#### Exercise tasks:
#1 Answer these about the thread below on powers of one half:
(a) For which value of x does the asker want to know whether P_x contains 0?
(b) What limit does the asker say they understand to hold?
(c) In the reply, how does the element for n=m+1 compare with the element for n=m?
#2 Extend the thread on powers of one half, picking up after its final sentence.

#### Page excerpt:
---+---
For all $x\in\mathbb{R}$, Let's define a set $P_x$ as such:
$$P_x=\{y\in\mathbb{R}\,\mid\,y=x^n \text{ for some } n\in\mathbb{N}\}$$
The question is, for $x=\frac{1}{2}$, does $P_x$ contain $0$? As I understand it, $\lim_{n\to\infty}(\frac{1}{2})^n=0$, but does that mean that zero is equal to $\frac{1}{2}$ raised to some $n$?
On
As far as I know it holds that
$\forall p \in P_{\frac{1}{2}} \exists r \in \mathbb{R}^+ (0 < r < p) $
$$\lim_{n \rightarrow \infty } (\frac{1}{2})^n = 0$$
But every element will be in the interval [$\frac{1}{2}$,0) and never reach 0.
If you think iteratively about it, even if the element of $P_{\frac{1}{2}}$ corresponding to n=m will be very small, the element corresponding to n=m+1 will always be, independent of m, twice as small, but still larger than 0.
---+---
#### Raw data:

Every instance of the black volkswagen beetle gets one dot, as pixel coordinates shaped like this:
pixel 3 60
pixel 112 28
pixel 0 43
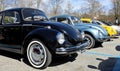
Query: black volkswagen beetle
---+---
#### Expected responses:
#1
(a) x = 1/2
(b) The limit of (1/2)^n as n goes to infinity is 0.
(c) It is twice as small, regardless of m, but still larger than 0.

#2
The set does not contain zero. One way to think about it is that $\frac{1}{2}^n$ is just the product $ \frac{1}{2}\frac{1}{2}\frac{1}{2}...\frac{1}{2},$ $n$ times. Since a product is only zero if one of its factors is zero, and since $\frac{1}{2} \not= 0$, the product is not zero, no matter how large $n$ is. Thus 0 is not in the set.
I hope that helps!!